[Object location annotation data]
>>>>>

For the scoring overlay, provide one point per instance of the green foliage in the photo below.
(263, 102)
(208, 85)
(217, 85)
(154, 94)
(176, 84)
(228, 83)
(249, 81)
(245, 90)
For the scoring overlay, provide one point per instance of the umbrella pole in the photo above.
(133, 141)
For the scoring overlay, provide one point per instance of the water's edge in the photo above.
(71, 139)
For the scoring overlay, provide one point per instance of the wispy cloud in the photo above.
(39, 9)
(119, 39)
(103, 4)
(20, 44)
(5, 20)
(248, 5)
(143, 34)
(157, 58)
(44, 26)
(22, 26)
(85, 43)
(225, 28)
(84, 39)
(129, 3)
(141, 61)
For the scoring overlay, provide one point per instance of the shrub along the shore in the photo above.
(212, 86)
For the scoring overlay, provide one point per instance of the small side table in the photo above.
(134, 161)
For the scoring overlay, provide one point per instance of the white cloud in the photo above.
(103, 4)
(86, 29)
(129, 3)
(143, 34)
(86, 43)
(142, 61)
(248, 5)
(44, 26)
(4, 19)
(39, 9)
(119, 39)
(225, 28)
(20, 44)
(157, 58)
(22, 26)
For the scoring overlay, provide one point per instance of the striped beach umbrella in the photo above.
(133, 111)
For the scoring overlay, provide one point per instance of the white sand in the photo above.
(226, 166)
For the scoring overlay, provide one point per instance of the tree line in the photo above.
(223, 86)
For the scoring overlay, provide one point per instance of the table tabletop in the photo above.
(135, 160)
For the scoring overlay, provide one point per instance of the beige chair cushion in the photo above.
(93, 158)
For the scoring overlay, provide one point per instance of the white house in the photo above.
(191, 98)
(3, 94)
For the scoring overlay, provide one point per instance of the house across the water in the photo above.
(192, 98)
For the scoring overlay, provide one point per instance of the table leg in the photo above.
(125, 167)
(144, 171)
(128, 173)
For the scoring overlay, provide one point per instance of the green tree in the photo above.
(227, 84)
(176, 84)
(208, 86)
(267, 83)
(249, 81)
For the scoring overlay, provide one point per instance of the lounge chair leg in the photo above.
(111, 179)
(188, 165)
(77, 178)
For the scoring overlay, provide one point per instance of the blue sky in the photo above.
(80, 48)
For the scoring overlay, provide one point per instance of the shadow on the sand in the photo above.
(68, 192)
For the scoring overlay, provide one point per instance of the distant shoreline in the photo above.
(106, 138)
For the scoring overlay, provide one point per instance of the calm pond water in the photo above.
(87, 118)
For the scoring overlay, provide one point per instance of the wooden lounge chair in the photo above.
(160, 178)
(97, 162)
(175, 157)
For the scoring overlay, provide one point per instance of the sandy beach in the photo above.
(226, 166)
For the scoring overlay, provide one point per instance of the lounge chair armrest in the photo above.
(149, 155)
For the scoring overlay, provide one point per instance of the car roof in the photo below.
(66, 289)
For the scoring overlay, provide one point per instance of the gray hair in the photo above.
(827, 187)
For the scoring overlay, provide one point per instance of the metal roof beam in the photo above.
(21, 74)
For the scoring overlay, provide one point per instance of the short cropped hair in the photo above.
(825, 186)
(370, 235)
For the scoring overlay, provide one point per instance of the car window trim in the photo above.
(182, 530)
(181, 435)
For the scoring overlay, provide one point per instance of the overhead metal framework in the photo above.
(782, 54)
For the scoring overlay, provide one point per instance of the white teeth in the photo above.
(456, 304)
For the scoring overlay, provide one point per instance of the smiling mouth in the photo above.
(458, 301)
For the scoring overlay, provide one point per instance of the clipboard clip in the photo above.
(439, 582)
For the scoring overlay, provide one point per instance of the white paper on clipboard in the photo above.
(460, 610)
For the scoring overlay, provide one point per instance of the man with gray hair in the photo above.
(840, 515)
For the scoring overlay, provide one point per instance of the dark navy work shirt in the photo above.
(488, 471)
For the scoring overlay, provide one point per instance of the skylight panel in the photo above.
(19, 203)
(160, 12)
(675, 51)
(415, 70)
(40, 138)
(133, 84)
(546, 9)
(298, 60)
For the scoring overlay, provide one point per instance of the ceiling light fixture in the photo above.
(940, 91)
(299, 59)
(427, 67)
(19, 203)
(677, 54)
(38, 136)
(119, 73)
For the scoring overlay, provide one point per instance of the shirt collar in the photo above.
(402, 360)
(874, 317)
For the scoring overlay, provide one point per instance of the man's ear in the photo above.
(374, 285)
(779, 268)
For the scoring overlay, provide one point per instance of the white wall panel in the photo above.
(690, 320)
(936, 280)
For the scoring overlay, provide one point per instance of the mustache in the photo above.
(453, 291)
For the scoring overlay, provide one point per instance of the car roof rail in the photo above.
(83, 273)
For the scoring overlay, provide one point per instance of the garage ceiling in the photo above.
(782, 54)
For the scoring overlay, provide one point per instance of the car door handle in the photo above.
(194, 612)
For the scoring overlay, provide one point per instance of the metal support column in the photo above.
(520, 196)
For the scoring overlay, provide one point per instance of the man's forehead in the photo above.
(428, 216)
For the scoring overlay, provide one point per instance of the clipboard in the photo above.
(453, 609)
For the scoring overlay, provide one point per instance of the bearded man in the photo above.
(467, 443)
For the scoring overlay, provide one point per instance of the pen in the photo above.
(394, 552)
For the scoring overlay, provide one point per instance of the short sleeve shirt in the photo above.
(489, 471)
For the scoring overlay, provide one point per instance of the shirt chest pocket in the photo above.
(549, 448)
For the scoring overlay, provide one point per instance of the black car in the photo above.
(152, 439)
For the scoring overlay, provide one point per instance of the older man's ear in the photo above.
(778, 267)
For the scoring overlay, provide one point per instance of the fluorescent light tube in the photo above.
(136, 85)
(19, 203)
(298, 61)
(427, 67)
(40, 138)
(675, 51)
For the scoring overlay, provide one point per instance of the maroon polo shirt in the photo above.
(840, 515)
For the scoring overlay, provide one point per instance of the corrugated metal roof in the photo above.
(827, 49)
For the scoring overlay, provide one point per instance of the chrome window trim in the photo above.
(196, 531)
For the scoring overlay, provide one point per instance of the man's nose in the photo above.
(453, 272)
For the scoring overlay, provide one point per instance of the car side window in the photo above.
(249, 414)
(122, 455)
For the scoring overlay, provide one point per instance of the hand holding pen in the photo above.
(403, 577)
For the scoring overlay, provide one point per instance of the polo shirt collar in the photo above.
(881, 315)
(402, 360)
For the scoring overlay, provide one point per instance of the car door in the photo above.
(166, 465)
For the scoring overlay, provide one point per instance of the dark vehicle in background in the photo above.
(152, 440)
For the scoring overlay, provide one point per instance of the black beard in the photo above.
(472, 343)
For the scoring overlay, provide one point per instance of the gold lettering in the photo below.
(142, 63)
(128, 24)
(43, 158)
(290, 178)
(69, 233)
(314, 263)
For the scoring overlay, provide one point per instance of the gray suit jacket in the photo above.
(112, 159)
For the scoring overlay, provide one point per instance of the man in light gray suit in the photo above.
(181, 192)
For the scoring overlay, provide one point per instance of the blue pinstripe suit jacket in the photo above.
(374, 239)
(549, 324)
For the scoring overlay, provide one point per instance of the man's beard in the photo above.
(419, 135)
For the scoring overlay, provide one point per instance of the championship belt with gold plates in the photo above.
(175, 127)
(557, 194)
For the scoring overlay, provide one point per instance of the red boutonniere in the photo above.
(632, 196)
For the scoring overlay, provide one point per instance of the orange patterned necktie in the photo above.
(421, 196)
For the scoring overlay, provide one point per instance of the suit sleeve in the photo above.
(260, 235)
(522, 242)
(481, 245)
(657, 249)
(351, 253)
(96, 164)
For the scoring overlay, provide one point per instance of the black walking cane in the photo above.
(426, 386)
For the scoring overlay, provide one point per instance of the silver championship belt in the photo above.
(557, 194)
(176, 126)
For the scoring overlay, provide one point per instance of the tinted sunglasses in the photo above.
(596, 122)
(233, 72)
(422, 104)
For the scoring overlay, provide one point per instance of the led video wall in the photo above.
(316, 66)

<<<<<

● **Objective**
Retype only the lines running from the line with "door in the photo above." to the end of the listing, including both of those lines.

● **Answer to the exercise**
For the scoring overlay, provide one point per instance of the car door in the photo above.
(166, 465)
For the scoring overlay, provide one point per instance of the dark vehicle in background in the photo above.
(152, 440)
For the scoring overlay, provide one point per instance of the black beard in the photo above.
(472, 343)
For the scoring overlay, provide one point per instance of the gold lettering in the photo below.
(142, 63)
(128, 24)
(43, 158)
(290, 178)
(69, 233)
(314, 263)
For the scoring overlay, provide one point per instance of the gray suit jacket in the photo above.
(112, 159)
For the scoring overlay, provide one point per instance of the man in light gray suit in the photo above.
(181, 192)
For the scoring overlay, provide one point per instance of the blue pinstripe suit jacket in the photo above.
(374, 239)
(549, 324)
For the scoring overlay, provide one point per instance of the man's beard in the photo above.
(419, 135)
For the scoring overlay, provide one point per instance of the championship belt with gold plates in the photo above.
(175, 127)
(557, 194)
For the scoring overlay, provide one point per instance of the red boutonniere in the photo above.
(632, 196)
For the scoring overlay, provide one point per instance of the orange patterned necktie in the photo above.
(421, 196)
For the scoring overlay, provide one point per instance of the suit sleeve in the photo above.
(260, 235)
(522, 242)
(481, 245)
(657, 249)
(351, 253)
(96, 164)
For the scoring overlay, provide one point per instance of the black walking cane in the photo above.
(426, 386)
For the scoring overlay, provide one point per instance of the silver championship belt in the photo above.
(557, 194)
(176, 126)
For the scoring overlay, provide one point per instance of the tinted sunglasses in the photo above.
(596, 122)
(233, 72)
(422, 104)
For the scoring overlay, provide one point per instance of the led video wall in the photo above.
(316, 66)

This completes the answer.